# Exercise details
Convert the listing below into a JSON list of strings, with one string per line and blank lines left out.

# Given records
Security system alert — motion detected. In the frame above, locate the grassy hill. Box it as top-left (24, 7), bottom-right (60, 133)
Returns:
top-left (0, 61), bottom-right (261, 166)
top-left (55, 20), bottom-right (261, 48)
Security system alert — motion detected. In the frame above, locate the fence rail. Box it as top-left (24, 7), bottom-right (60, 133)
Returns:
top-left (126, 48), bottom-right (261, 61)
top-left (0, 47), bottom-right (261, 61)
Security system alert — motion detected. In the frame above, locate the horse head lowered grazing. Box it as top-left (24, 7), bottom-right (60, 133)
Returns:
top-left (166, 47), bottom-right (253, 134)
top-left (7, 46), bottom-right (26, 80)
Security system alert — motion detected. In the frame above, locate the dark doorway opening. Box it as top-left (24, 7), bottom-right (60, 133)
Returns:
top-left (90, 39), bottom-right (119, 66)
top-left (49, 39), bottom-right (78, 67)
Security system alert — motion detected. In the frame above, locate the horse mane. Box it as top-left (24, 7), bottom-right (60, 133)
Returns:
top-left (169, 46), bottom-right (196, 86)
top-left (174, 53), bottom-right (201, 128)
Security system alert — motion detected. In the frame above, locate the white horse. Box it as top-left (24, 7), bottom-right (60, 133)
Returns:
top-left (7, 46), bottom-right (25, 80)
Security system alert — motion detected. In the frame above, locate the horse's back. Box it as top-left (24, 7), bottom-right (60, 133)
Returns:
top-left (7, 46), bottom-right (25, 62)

# Complete response
[
  "Security system alert — motion detected. In the frame above, locate the grassy hill. Box it as top-left (24, 7), bottom-right (60, 133)",
  "Returns:",
  "top-left (0, 61), bottom-right (261, 166)",
  "top-left (55, 20), bottom-right (261, 48)",
  "Security system alert — motion detected. In the frame above, locate the fence rail. Box it as top-left (24, 7), bottom-right (60, 133)",
  "Returns:",
  "top-left (126, 48), bottom-right (261, 61)",
  "top-left (0, 47), bottom-right (261, 61)",
  "Security system alert — motion detected. In the frame above, locate the horse head lowered grazing. Box it as top-left (24, 7), bottom-right (60, 133)",
  "Returns:",
  "top-left (166, 47), bottom-right (253, 134)",
  "top-left (7, 46), bottom-right (26, 80)",
  "Security system alert — motion detected. In the frame above, locate the dark doorway opening. Box it as top-left (24, 7), bottom-right (60, 133)",
  "Returns:",
  "top-left (90, 39), bottom-right (119, 66)",
  "top-left (49, 39), bottom-right (78, 67)",
  "Security system alert — motion detected. In the frame above, locate the horse mane. Box it as top-left (24, 7), bottom-right (60, 133)",
  "Returns:",
  "top-left (169, 46), bottom-right (196, 86)",
  "top-left (174, 53), bottom-right (201, 128)",
  "Security system alert — motion detected. In the frame above, locate the white horse. Box it as top-left (24, 7), bottom-right (60, 133)",
  "Returns:",
  "top-left (7, 46), bottom-right (25, 80)",
  "Security system alert — motion detected. In the frame above, locate the horse's back. Box it as top-left (24, 7), bottom-right (60, 133)",
  "Returns:",
  "top-left (7, 46), bottom-right (25, 62)"
]